> Directive
Return the material word for word. Do not include pictures.

— START OF Supplied entries —

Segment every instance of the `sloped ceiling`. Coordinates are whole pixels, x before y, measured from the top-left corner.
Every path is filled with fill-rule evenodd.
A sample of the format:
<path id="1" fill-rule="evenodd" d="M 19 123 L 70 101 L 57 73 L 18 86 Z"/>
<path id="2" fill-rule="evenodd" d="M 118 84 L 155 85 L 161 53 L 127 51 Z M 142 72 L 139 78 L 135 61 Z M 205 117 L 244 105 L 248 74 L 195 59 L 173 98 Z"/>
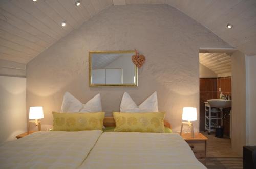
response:
<path id="1" fill-rule="evenodd" d="M 27 63 L 112 0 L 1 0 L 0 59 Z M 65 21 L 67 25 L 62 27 Z"/>
<path id="2" fill-rule="evenodd" d="M 114 5 L 166 4 L 233 47 L 256 55 L 255 0 L 1 0 L 0 59 L 27 63 L 74 29 Z M 61 26 L 66 21 L 65 27 Z M 227 23 L 233 25 L 226 27 Z"/>
<path id="3" fill-rule="evenodd" d="M 200 53 L 199 62 L 216 74 L 230 73 L 230 56 L 225 53 Z"/>

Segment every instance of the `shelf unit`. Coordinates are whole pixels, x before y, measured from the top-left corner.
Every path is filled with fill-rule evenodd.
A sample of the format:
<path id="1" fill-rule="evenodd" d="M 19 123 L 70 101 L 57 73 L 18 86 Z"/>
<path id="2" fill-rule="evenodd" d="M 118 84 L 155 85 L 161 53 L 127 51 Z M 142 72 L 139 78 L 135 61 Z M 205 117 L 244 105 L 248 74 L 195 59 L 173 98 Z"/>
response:
<path id="1" fill-rule="evenodd" d="M 223 111 L 215 107 L 211 107 L 209 103 L 204 102 L 204 131 L 208 131 L 210 134 L 215 128 L 218 126 L 223 126 Z"/>

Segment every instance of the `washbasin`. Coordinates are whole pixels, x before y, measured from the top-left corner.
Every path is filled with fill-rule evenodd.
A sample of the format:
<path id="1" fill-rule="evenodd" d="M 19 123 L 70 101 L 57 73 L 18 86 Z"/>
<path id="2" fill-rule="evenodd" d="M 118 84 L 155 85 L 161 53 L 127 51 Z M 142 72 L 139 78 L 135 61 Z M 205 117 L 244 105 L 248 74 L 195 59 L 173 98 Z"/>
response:
<path id="1" fill-rule="evenodd" d="M 231 100 L 216 99 L 207 100 L 207 102 L 208 103 L 209 103 L 210 107 L 212 107 L 224 108 L 231 107 L 232 101 Z"/>

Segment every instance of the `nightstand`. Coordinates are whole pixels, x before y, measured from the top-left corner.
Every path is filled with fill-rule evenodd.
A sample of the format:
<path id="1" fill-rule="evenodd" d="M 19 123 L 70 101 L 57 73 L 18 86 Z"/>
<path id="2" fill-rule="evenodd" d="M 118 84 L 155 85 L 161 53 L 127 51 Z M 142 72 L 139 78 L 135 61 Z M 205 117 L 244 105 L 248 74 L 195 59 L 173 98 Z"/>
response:
<path id="1" fill-rule="evenodd" d="M 29 133 L 28 133 L 28 132 L 25 132 L 24 133 L 18 135 L 17 136 L 16 136 L 16 138 L 17 138 L 17 139 L 19 139 L 19 138 L 20 138 L 22 137 L 24 137 L 25 136 L 27 136 L 29 134 L 31 134 L 31 133 L 36 132 L 37 132 L 37 131 L 30 131 Z"/>
<path id="2" fill-rule="evenodd" d="M 191 137 L 190 133 L 182 133 L 181 136 L 189 145 L 196 157 L 205 165 L 206 157 L 206 145 L 208 138 L 200 133 L 194 134 L 194 138 Z"/>

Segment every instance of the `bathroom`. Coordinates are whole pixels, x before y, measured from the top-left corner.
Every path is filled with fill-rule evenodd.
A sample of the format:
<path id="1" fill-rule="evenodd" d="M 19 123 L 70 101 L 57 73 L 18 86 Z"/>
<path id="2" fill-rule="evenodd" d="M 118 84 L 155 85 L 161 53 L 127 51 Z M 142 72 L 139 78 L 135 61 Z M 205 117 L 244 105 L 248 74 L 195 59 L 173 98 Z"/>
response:
<path id="1" fill-rule="evenodd" d="M 230 55 L 228 53 L 199 53 L 200 130 L 208 134 L 215 134 L 219 138 L 231 138 L 232 76 Z M 218 107 L 214 107 L 211 104 L 211 106 L 210 102 L 207 101 L 218 99 L 225 99 L 226 100 L 225 102 L 229 104 L 222 108 L 218 105 L 216 106 Z M 210 119 L 209 109 L 211 110 Z"/>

— END OF Supplied entries —

> Response to this exercise
Segment every instance of the `sloped ceiling`. Coordinates are whole pixels, x before y, measured from the top-left corner.
Every path is filled with fill-rule evenodd.
A sample of the format:
<path id="1" fill-rule="evenodd" d="M 19 123 L 70 101 L 57 73 L 18 86 Z"/>
<path id="2" fill-rule="evenodd" d="M 118 84 L 155 85 L 161 53 L 127 51 Z M 142 72 L 139 78 L 135 61 Z M 205 117 L 244 105 L 248 74 L 195 59 L 173 98 Z"/>
response:
<path id="1" fill-rule="evenodd" d="M 27 63 L 112 0 L 1 0 L 0 59 Z M 65 21 L 67 25 L 62 27 Z"/>
<path id="2" fill-rule="evenodd" d="M 114 5 L 166 4 L 233 47 L 256 55 L 255 0 L 1 0 L 0 59 L 27 63 L 74 29 Z M 61 26 L 66 21 L 65 27 Z M 227 23 L 233 25 L 226 27 Z"/>
<path id="3" fill-rule="evenodd" d="M 200 53 L 199 62 L 216 74 L 230 73 L 230 56 L 225 53 Z"/>

Segment every instance of the `shelf unit`. Coordinates are whole pixels, x before y, measured from the top-left corner.
Every path is filled with fill-rule evenodd.
A sample of the format:
<path id="1" fill-rule="evenodd" d="M 19 123 L 70 101 L 57 73 L 18 86 Z"/>
<path id="2" fill-rule="evenodd" d="M 118 84 L 155 85 L 161 53 L 127 51 Z M 142 72 L 139 78 L 135 61 Z M 205 117 L 244 105 L 248 74 L 195 59 L 173 98 Z"/>
response:
<path id="1" fill-rule="evenodd" d="M 223 111 L 215 107 L 211 107 L 209 103 L 204 102 L 204 131 L 208 131 L 210 134 L 215 128 L 218 126 L 223 126 Z"/>

Segment every instance of the `washbasin`. Coordinates are whole pixels, x before y, measured from the top-left corner.
Every path is filled with fill-rule evenodd.
A sample of the format:
<path id="1" fill-rule="evenodd" d="M 19 123 L 70 101 L 57 73 L 18 86 Z"/>
<path id="2" fill-rule="evenodd" d="M 118 84 L 155 85 L 161 53 L 127 51 Z M 142 72 L 139 78 L 135 61 Z M 205 117 L 244 105 L 248 74 L 195 59 L 173 98 Z"/>
response:
<path id="1" fill-rule="evenodd" d="M 231 100 L 216 99 L 207 100 L 207 102 L 208 103 L 209 103 L 210 107 L 212 107 L 224 108 L 231 107 L 232 101 Z"/>

Segment every instance of the `nightstand`. Coordinates are whole pixels, x before y, measured from the top-left corner.
Every path is filled with fill-rule evenodd.
A sample of the format:
<path id="1" fill-rule="evenodd" d="M 19 123 L 70 101 L 57 73 L 18 86 Z"/>
<path id="2" fill-rule="evenodd" d="M 118 84 L 155 85 L 161 53 L 127 51 Z M 142 72 L 139 78 L 135 61 Z M 205 117 L 244 105 L 248 74 L 195 59 L 173 98 Z"/>
response:
<path id="1" fill-rule="evenodd" d="M 29 133 L 28 133 L 28 132 L 25 132 L 24 133 L 18 135 L 17 136 L 16 136 L 16 138 L 17 138 L 17 139 L 19 139 L 19 138 L 20 138 L 22 137 L 24 137 L 25 136 L 27 136 L 29 134 L 31 134 L 31 133 L 36 132 L 37 132 L 37 131 L 30 131 Z"/>
<path id="2" fill-rule="evenodd" d="M 191 137 L 190 133 L 182 133 L 181 136 L 189 145 L 196 157 L 205 165 L 206 157 L 206 145 L 208 138 L 200 133 L 194 134 L 194 138 Z"/>

Segment every instance of the `bathroom`. Coordinates are whole pixels, x before y, measured from the top-left corner.
Every path is filled with fill-rule evenodd.
A sample of the format:
<path id="1" fill-rule="evenodd" d="M 19 123 L 70 101 L 57 73 L 18 86 Z"/>
<path id="2" fill-rule="evenodd" d="M 118 84 L 155 85 L 161 53 L 127 51 Z M 142 72 L 139 78 L 135 61 Z M 205 117 L 244 105 L 248 74 L 195 59 L 173 98 Z"/>
response:
<path id="1" fill-rule="evenodd" d="M 230 55 L 228 53 L 199 53 L 200 130 L 208 134 L 215 134 L 219 138 L 231 138 L 232 76 Z M 218 107 L 214 107 L 211 104 L 211 106 L 210 102 L 207 101 L 218 99 L 225 99 L 226 100 L 225 102 L 229 104 L 222 108 L 218 105 L 216 106 Z M 210 119 L 209 109 L 211 110 Z"/>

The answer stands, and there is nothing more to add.